Dilek Kayık’ın mezarda dahi bitmeyen hikâyesi ve çok tanıdık failleri

Dilek Kayık’ın mezarda dahi bitmeyen hikâyesi ve çok tanıdık failleri
Eşinin yıllar süren sistematik şiddeti sonrası hayatını kaybeden Dilek Kayık'ın kardeşi Serkan Soydaş, kısıtlı imkanlarına rağmen yıllardır adalet arıyor.

Onur DALAR


ARTI GERÇEK-Bir evin içinde sistematik erkek şiddeti olarak başlayan hikâyenin bizim de alışık olduğumuz belli durakları var. Dilek Kayık’ın mezarda biten hikâyesini ve kardeşi Serkan Soydaş’ın, Kayık’ın ölümünün aydınlatılması için verdiği adalet mücadelesine karşılık olarak her kurumdan ‘nasibini almasını’ dinlerken öfkelensem de şaşırmadığımı fark ettim. Şiddet, karakol, uzaklaştırma, aile zoruyla barışma, tekrar şiddet, uzaklaştırma, tekrar şiddet, koma, ölüm, senelerce süren adli tıp incelemeleri, sahte hastane raporları, bir takım kişilerin kurumları etkisi altına alması, senelerce süren soruşturmalar, mahkeme kapılarında umutsuz bekleyiş, sonra reality programları…

Kayık’ın kardeşi Serkan Soydaş ise kadının komada hayatını kaybettiği 3 Temmuz 2014’ten bu yana adalet arıyor. Senelerdir şu an nerede olduğu bilinmeyen Dilek Kayık’ın eşi M.K. hakkında yürütülen soruşturmanın tamamlanmasını ve dava sürecinin başlamasını bekliyor.  Sesini duyurmak için gitmediği devlet kurumu, başvurmadığı yer kalmamış. Dilek Kayık’ın ölümünün bir "cinayet" olmasının apaçık ortada olmasına rağmen kimsenin nedense gerçeği görmek istemediğini söylüyor. Başından geçenleri ve kardeşinin ölümünü önündeki belgelerle boğuşarak anlattı.

EŞİ FENERBAHÇE YENİLİNCE SALDIRDI, GÖRDÜĞÜ ŞİDDET SONUCU KOMAYA GİRDİ

Dilek Kayık eşi tarafından uygulanan şiddet sonucu komaya girdiği akşam eşi M.K. eve alkollü geliyor. Hayatını kaybetmeden önce gözünü açtığında kardeşine o gün Fenerbahçe’nin maçı olduğunu, Fenerbahçe’nin yenildiği ve kendisinin Galatasaraylı olduğu için eşinin kendisine saldırdığını, banyoya sokup kafasını dakikalarca fayanslara vurduğunu anlatıyor. Devamında eşi M.K. yeğenini arayarak evlerine gelmesini söylüyor. Baygın haldeki ve öldüğünü sandıkları Kayık’ı arabalarının arka koltuğuna atıp yola çıkıyorlar. Kayık yolda kendisine geliyor ve hastaneye götürülmediğini fark ediyor. Çünkü evlerinin hemen yanında 2 tane hastane var.  Araba ise orman yoluna sapıyor. Başına geleceği fark ediyor. Fark etmesiyle kendisini arabadan aşağı atıyor. Kendini attığı yer Gaziosmanpaşa’daki Polis Merkezi Amirliği.
=-=-=-=-=
> [Görev A]: Dilek Kayık haberinde "Dilek Kayık eşi" sözlerinden başlayıp "Polis Merkezi Amirliği." sözleri de dahil olmak üzere uzanan bölümü aynen yeniden yazın.
> [Görev B]: Dilek Kayık haberinde tam adıyla ya da baş harfleriyle anılan bütün kişileri sıralayın.

> [Kayıtlı veriler]:
=-=-=-=-=
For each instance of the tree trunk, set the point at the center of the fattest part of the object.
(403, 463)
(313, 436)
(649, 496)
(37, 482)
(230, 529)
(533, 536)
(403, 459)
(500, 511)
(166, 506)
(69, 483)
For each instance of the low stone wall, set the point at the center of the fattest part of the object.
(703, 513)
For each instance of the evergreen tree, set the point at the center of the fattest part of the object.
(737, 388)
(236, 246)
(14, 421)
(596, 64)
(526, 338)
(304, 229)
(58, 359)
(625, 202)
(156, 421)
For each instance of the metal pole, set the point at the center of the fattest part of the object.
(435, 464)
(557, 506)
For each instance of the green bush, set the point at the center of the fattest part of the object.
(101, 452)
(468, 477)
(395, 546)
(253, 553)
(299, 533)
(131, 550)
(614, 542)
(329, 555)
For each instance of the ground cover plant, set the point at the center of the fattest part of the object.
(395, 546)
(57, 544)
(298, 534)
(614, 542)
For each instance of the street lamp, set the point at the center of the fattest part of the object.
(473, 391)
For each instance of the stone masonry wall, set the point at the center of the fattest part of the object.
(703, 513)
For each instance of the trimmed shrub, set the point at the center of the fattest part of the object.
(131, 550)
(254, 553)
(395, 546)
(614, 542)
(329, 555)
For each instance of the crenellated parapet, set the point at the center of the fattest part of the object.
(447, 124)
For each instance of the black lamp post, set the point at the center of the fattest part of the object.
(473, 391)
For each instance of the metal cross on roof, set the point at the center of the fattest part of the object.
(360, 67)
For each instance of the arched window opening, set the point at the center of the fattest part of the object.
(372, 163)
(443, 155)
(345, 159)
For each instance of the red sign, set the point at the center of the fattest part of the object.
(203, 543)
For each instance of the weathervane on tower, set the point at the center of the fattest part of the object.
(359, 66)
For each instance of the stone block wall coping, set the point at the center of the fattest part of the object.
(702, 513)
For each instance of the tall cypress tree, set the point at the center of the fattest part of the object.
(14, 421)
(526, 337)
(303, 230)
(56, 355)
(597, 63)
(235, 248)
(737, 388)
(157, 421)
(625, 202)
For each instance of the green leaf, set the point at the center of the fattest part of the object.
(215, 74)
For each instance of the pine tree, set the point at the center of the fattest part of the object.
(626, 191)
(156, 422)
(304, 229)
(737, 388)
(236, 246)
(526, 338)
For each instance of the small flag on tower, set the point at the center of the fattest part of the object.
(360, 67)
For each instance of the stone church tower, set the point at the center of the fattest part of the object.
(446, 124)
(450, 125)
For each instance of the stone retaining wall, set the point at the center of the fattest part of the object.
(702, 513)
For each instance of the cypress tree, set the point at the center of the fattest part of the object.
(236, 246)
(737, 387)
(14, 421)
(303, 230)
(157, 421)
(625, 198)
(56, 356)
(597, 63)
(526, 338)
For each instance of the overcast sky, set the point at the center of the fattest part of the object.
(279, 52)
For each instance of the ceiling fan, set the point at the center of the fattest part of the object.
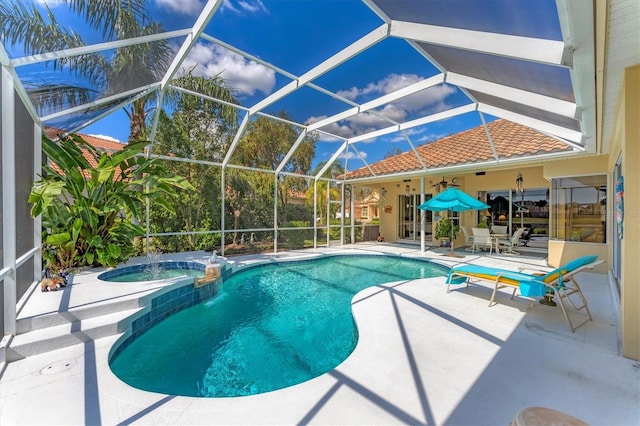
=-=-=-=-=
> [Yanıt A]:
Dilek Kayık eşi tarafından uygulanan şiddet sonucu komaya girdiği akşam eşi M.K. eve alkollü geliyor. Hayatını kaybetmeden önce gözünü açtığında kardeşine o gün Fenerbahçe’nin maçı olduğunu, Fenerbahçe’nin yenildiği ve kendisinin Galatasaraylı olduğu için eşinin kendisine saldırdığını, banyoya sokup kafasını dakikalarca fayanslara vurduğunu anlatıyor. Devamında eşi M.K. yeğenini arayarak evlerine gelmesini söylüyor. Baygın haldeki ve öldüğünü sandıkları Kayık’ı arabalarının arka koltuğuna atıp yola çıkıyorlar. Kayık yolda kendisine geliyor ve hastaneye götürülmediğini fark ediyor. Çünkü evlerinin hemen yanında 2 tane hastane var.  Araba ise orman yoluna sapıyor. Başına geleceği fark ediyor. Fark etmesiyle kendisini arabadan aşağı atıyor. Kendini attığı yer Gaziosmanpaşa’daki Polis Merkezi Amirliği.

> [Yanıt B]:
Dilek Kayık
Serkan Soydaş
Onur DALAR
M.K.